=== WHAT TO DO ===
[1] In the listener comments about mispronounced words, which word does the WGBH Radio Boston producer say keeps tripping him up?
[2] Resume the listener comments about mispronounced words, picking up after their final sentence.

=== EXCERPT PROVIDED ===
• • • • • • •

May. 30 2008 10:19 AM
Gary Mott

John & Adaora, I'm a Producer at WGBH Radio Boston. Words that trip? I immediately thought of "aficionado" - and then you said it tripped you up, too, John.

I was announcing a 'WGBH in Second Life' live classical performance on Tuesday, and it got me again - aficionado.

How do we articulate media professionals get past this paranoia?

Your show is great, keep it up.

May. 30 2008 09:41 AM
Muriel Gluck Huntington

Good Morning!
Years ago in December--in the fever of the Holiday Shopping rush in our wonderful bath & fragrance shop in Middlebury, Vermont my sister Jude asked me to assist a customer putting together a gift basket--specifically searching for the scent Tahati ( as in the Island of...) and I said "I'd love to show you the items we carry with that delightful scent... tahini "( my mispronunciation... or blooper--that is sesame paste--imagine scrubbing up with THAT!!). We are still laughing about that one!

• • • • • • •

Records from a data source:
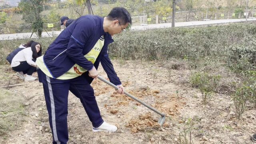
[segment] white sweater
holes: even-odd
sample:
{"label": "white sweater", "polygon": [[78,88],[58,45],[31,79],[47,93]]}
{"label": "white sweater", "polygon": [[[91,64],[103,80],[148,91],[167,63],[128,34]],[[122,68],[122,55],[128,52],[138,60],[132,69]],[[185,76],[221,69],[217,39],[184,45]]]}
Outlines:
{"label": "white sweater", "polygon": [[36,63],[32,60],[32,59],[33,59],[32,58],[32,54],[33,52],[31,50],[31,47],[24,48],[19,51],[12,59],[11,66],[12,67],[17,66],[20,64],[21,62],[24,61],[27,61],[29,65],[33,64],[36,66]]}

• • • • • • •

=== EXERCISE RESULTS ===
[1] Aficionado

[2]
May. 30 2008 09:38 AM
Andrea Katz

When I was a senior in high school (1982) I used the word “horrific” in a term paper. When the paper was returned to me, the word “horrific” was circled in red and the note next to it said “not a word.” Because I’d found the word in a text that I did not cite in my footnotes, I was afraid to bring it to the attention of the teacher and just let the matter drop. Since then, whenever I hear the word “horrific,” mostly on NPR, I smile to myself, grit my teeth and think about my teacher, Mr. Maxwell from North Farmington HS in Michigan.

May. 30 2008 09:36 AM
Stephanie Stein

Good Morning All,

Three embarrassing word faux pas (spelling???????):

When I was a sixth grader in a public school in Queens, NY, my teacher would assign a portion of the NY Times to a student to read and summarize. It was my turn, and I read and reported on a storm, that left a lot of "deb-ris" I said. And yes, the teacher unceremoniously corrected me. I always remember this and feel compelled to tell my daughter the story every time the word debris comes up.

I once wrote in an essay, for that same teacher, the word, "colourful," and she wrote across my paper, "You are not British."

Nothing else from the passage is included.